- CONSIGNES -
1 – Répondez aux questions suivantes à partir du texte sur le chant des Sirènes.
(a) Qu'est-ce qui met Virginie devant un dilemme ?
(b) Quel dieu décide qu'Ulysse ne pourra pas retrouver son royaume ?
(c) Quel acte d'Ulysse a rendu ce dieu furieux ?
2 – Recopiez fidèlement le passage du texte sur le chant des Sirènes qui va de « LE CHANT DES » à « transformé le récit. ».

Et la charge de la Sirène met Virginie devant ce dilemme : ce sont là les personnes que tu peux aider, celles qui vont toucher au plus vif ta ligne de faille, le point aveugle caché sous les années et la maturité. Tu peux déserter et laisser la honte enfouie au plus profond ou l’accueillir, voir ton ombre en pleine lumière et peut-être ainsi laisser aussi ces jeunes femmes affronter la leur.

LE CHANT DES SIRÈNES

 Après la ruine et le sac de Troie, auxquels il a largement contribué, Ulysse, contrairement aux autres chefs grecs, ne pourra retrouver son royaume. Poséidon, le dieu de la mer, furieux qu’Ulysse ait crevé l’oeil unique de son fils Polyphème, en a décidé ainsi. Il multipliera tempêtes et naufrages. Mais les autres dieux souhaitent qu’Ulysse revienne chez lui. Il devra traverser des épreuves à l’issue incertaine. Comment y réussira- t-il ? Il y est aidé par sa détermination à vivre, son besoin auquel il donne toujours la priorité sur la relation d’amour partagé, sauf en quelques circonstances comme la rencontre avec Circé la magicienne. Il y est surtout aidé par Homère et sans doute (le poème étant fait pour être chanté) par les auditeurs qui en tiraient les enseignements et dont peut-être  les réactions ont transformé le récit.

- DONNÉES SOURCES -
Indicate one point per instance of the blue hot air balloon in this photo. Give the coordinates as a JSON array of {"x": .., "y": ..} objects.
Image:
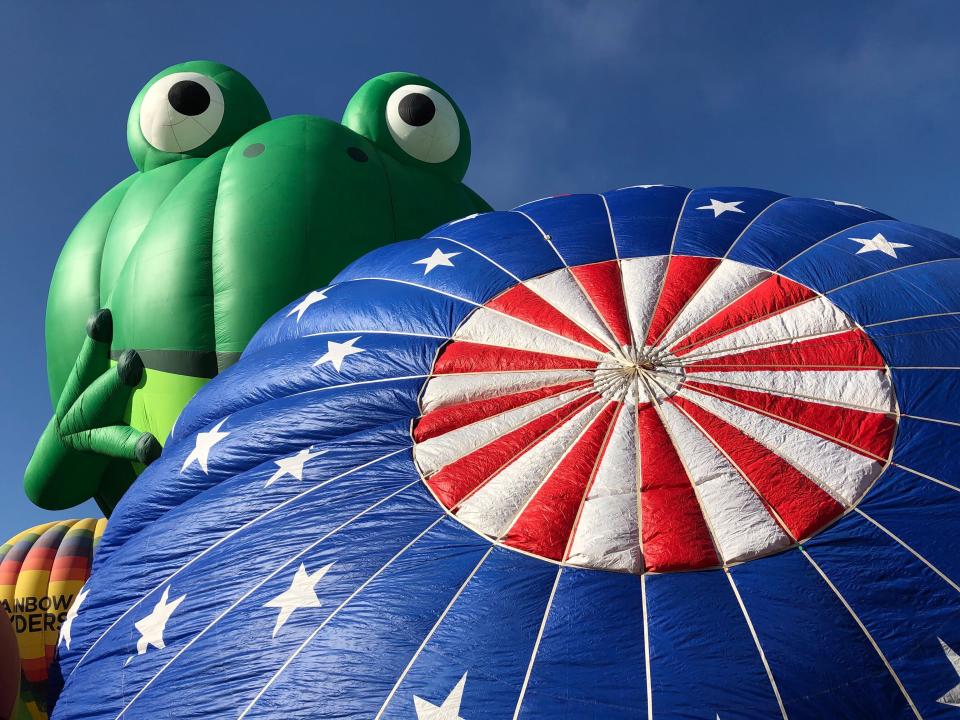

- RÉPONSES COMPLÈTES -
1 –
(a) C'est la charge de la Sirène qui met Virginie devant un dilemme.
(b) C'est Poséidon, le dieu de la mer.
(c) Ulysse a crevé l'œil unique de Polyphème, le fils de Poséidon.

2 –
LE CHANT DES SIRÈNES

 Après la ruine et le sac de Troie, auxquels il a largement contribué, Ulysse, contrairement aux autres chefs grecs, ne pourra retrouver son royaume. Poséidon, le dieu de la mer, furieux qu’Ulysse ait crevé l’oeil unique de son fils Polyphème, en a décidé ainsi. Il multipliera tempêtes et naufrages. Mais les autres dieux souhaitent qu’Ulysse revienne chez lui. Il devra traverser des épreuves à l’issue incertaine. Comment y réussira- t-il ? Il y est aidé par sa détermination à vivre, son besoin auquel il donne toujours la priorité sur la relation d’amour partagé, sauf en quelques circonstances comme la rencontre avec Circé la magicienne. Il y est surtout aidé par Homère et sans doute (le poème étant fait pour être chanté) par les auditeurs qui en tiraient les enseignements et dont peut-être  les réactions ont transformé le récit.